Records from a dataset
■ ■ ■
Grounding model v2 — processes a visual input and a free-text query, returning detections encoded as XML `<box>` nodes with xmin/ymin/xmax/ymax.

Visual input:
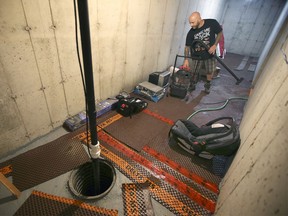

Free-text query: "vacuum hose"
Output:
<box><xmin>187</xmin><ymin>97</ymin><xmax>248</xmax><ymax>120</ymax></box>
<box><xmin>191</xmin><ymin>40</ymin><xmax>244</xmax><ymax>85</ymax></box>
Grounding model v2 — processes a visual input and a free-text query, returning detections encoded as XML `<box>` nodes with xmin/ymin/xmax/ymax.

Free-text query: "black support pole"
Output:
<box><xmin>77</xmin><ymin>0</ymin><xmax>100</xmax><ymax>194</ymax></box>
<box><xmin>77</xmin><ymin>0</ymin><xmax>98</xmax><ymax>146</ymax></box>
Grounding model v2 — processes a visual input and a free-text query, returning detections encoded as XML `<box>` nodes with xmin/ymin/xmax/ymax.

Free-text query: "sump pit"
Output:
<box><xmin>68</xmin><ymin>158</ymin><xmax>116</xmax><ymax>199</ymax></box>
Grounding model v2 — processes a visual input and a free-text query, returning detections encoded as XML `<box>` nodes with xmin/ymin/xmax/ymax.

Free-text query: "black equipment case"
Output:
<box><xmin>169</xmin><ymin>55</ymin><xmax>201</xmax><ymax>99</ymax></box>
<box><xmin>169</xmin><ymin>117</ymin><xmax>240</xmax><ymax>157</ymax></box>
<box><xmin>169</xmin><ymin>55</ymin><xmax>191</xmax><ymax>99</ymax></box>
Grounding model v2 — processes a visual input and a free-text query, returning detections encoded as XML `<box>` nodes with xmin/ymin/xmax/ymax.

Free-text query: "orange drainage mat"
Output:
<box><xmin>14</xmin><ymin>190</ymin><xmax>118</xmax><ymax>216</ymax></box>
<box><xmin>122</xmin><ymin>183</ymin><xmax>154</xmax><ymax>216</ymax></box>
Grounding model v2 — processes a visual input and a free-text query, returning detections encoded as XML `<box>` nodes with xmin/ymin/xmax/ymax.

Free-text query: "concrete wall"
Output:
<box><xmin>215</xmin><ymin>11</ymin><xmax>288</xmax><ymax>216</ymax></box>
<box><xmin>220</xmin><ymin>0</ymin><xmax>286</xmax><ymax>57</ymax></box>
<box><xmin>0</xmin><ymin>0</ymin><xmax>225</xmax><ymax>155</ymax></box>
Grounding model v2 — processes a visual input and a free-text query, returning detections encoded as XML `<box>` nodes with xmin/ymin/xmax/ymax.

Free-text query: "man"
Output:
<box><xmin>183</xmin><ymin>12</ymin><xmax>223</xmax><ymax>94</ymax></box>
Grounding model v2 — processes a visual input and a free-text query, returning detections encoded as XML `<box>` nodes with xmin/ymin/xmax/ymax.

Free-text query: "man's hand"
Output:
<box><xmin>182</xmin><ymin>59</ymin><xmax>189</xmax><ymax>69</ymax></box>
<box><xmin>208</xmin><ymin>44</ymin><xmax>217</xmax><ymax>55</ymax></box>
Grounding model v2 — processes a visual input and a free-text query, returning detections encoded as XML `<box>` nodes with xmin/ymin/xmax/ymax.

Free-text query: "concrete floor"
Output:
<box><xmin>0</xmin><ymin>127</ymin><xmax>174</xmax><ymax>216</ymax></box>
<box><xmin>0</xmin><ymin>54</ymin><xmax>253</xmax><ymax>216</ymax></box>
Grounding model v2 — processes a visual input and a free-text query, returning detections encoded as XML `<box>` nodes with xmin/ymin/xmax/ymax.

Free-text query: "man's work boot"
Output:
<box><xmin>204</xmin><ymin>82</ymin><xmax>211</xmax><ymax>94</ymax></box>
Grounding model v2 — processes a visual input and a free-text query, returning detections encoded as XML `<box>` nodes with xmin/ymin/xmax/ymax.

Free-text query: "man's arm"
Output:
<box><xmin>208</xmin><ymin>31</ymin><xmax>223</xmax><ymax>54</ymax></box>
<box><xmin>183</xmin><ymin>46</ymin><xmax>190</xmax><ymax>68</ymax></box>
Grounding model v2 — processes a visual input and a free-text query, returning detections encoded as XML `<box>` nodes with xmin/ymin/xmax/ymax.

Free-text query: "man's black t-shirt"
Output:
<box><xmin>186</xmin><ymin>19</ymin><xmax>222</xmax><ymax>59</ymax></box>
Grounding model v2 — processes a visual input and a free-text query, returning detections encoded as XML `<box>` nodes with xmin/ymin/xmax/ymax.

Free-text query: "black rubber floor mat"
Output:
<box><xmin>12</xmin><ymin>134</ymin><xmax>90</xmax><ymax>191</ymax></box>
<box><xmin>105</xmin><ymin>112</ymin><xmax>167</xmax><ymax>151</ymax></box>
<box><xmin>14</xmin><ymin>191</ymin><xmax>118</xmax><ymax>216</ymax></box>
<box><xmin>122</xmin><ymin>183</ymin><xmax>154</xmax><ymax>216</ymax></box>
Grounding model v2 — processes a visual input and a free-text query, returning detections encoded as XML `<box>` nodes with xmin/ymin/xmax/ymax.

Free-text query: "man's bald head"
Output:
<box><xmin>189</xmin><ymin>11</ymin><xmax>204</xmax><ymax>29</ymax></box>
■ ■ ■
▶ _YOUR INSTRUCTIONS_: Copy every record above exactly, leaving out any pictures.

▶ _COMPLETED TASK_:
Grounding model v2 — processes a visual input and a free-text query, returning detections encoded as XML `<box>` nodes with xmin/ymin/xmax/ymax.

Visual input:

Free-text query: "vacuum hose"
Output:
<box><xmin>187</xmin><ymin>97</ymin><xmax>248</xmax><ymax>120</ymax></box>
<box><xmin>191</xmin><ymin>40</ymin><xmax>244</xmax><ymax>85</ymax></box>
Grounding model v2 — processes a visual input and a free-text query, returning detections encoded as XML `<box>` nodes with xmin/ymin/xmax/ymax.

Free-text query: "black support pole"
Output:
<box><xmin>77</xmin><ymin>0</ymin><xmax>100</xmax><ymax>194</ymax></box>
<box><xmin>77</xmin><ymin>0</ymin><xmax>98</xmax><ymax>146</ymax></box>
Grounding model v2 — processes a visual input and a free-text query, returning detections encoded as XML `<box>` nodes with xmin/ymin/xmax/ymax.

Free-text query: "sump pit"
Output:
<box><xmin>68</xmin><ymin>158</ymin><xmax>116</xmax><ymax>199</ymax></box>
Grounding model v2 — processes a visual input and a free-text query, returning detections encoded as XML `<box>` nodes with xmin/ymin/xmax/ymax.

Free-text query: "black equipment case"
Output:
<box><xmin>169</xmin><ymin>55</ymin><xmax>201</xmax><ymax>99</ymax></box>
<box><xmin>169</xmin><ymin>117</ymin><xmax>240</xmax><ymax>157</ymax></box>
<box><xmin>169</xmin><ymin>55</ymin><xmax>191</xmax><ymax>99</ymax></box>
Grounding model v2 — processes a visual input and a free-text query, returning detections encoded as XML `<box>` nodes with xmin/ymin/xmax/ymax.

Free-text query: "orange drainage mat"
Output:
<box><xmin>14</xmin><ymin>190</ymin><xmax>118</xmax><ymax>216</ymax></box>
<box><xmin>122</xmin><ymin>183</ymin><xmax>154</xmax><ymax>216</ymax></box>
Grounding model v2 — processes a visual input and a free-text query, returning detections encoded as XML `<box>` nodes with xmin/ymin/xmax/ymax.

Free-text query: "concrete wall"
Output:
<box><xmin>215</xmin><ymin>11</ymin><xmax>288</xmax><ymax>216</ymax></box>
<box><xmin>220</xmin><ymin>0</ymin><xmax>286</xmax><ymax>57</ymax></box>
<box><xmin>0</xmin><ymin>0</ymin><xmax>225</xmax><ymax>155</ymax></box>
Grounding model v2 — processes a visual input and a free-text query, returning detections encoded as XML `<box>` nodes with xmin/ymin/xmax/ymax.

Free-text query: "man"
Output:
<box><xmin>183</xmin><ymin>12</ymin><xmax>223</xmax><ymax>94</ymax></box>
Grounding model v2 — processes a visual input and a free-text query, returning detections encoded as XML `<box>` nodes with xmin/ymin/xmax/ymax.

Free-text query: "man's hand"
Output:
<box><xmin>182</xmin><ymin>59</ymin><xmax>189</xmax><ymax>69</ymax></box>
<box><xmin>208</xmin><ymin>44</ymin><xmax>217</xmax><ymax>55</ymax></box>
Grounding model v2 — processes a visual input and a free-text query, returning detections encoded as XML `<box>` nodes with xmin/ymin/xmax/ymax.

Free-text query: "concrete floor"
Output:
<box><xmin>0</xmin><ymin>127</ymin><xmax>174</xmax><ymax>216</ymax></box>
<box><xmin>0</xmin><ymin>54</ymin><xmax>253</xmax><ymax>216</ymax></box>
Grounding model v2 — processes a visual input and a free-text query, returning detections encoded as XML `<box>` nodes with xmin/ymin/xmax/ymax.

Free-text query: "man's work boot"
Output:
<box><xmin>204</xmin><ymin>82</ymin><xmax>211</xmax><ymax>94</ymax></box>
Grounding model v2 — processes a visual input and a free-text query, returning detections encoded as XML `<box>` nodes with xmin/ymin/xmax/ymax.

Free-text query: "man's arm"
Output:
<box><xmin>208</xmin><ymin>31</ymin><xmax>223</xmax><ymax>54</ymax></box>
<box><xmin>183</xmin><ymin>46</ymin><xmax>190</xmax><ymax>68</ymax></box>
Grounding model v2 — processes a visual input and a free-text query, returning detections encoded as XML `<box>` nodes with xmin/ymin/xmax/ymax.

Free-text query: "man's black t-shirt"
Output:
<box><xmin>186</xmin><ymin>19</ymin><xmax>222</xmax><ymax>59</ymax></box>
Grounding model v2 — processes a visual input and a free-text query, returning detections encoded as XML `<box>` nodes with xmin/ymin/xmax/ymax.

Free-text query: "black rubber floor mat"
Output:
<box><xmin>12</xmin><ymin>134</ymin><xmax>90</xmax><ymax>191</ymax></box>
<box><xmin>105</xmin><ymin>112</ymin><xmax>167</xmax><ymax>151</ymax></box>
<box><xmin>14</xmin><ymin>191</ymin><xmax>118</xmax><ymax>216</ymax></box>
<box><xmin>122</xmin><ymin>183</ymin><xmax>154</xmax><ymax>216</ymax></box>
Grounding model v2 — processes a visual input and a free-text query, returning detections encoded as XML `<box>` nodes with xmin/ymin/xmax/ymax.

Free-text query: "man's bald head"
Output:
<box><xmin>189</xmin><ymin>11</ymin><xmax>204</xmax><ymax>29</ymax></box>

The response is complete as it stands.